#### [YOUR GOAL]
All of the entries below are to be copied without any alteration.

-------- DATASET ENTRIES

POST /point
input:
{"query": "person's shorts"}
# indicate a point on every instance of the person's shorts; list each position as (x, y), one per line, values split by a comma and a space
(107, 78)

----------------

#### [ANSWER SPACE]
POST /point
input:
{"query": "person's shorts"}
# indicate a point on every instance of the person's shorts; list each position as (x, y), one per line, values split by a comma and a space
(107, 78)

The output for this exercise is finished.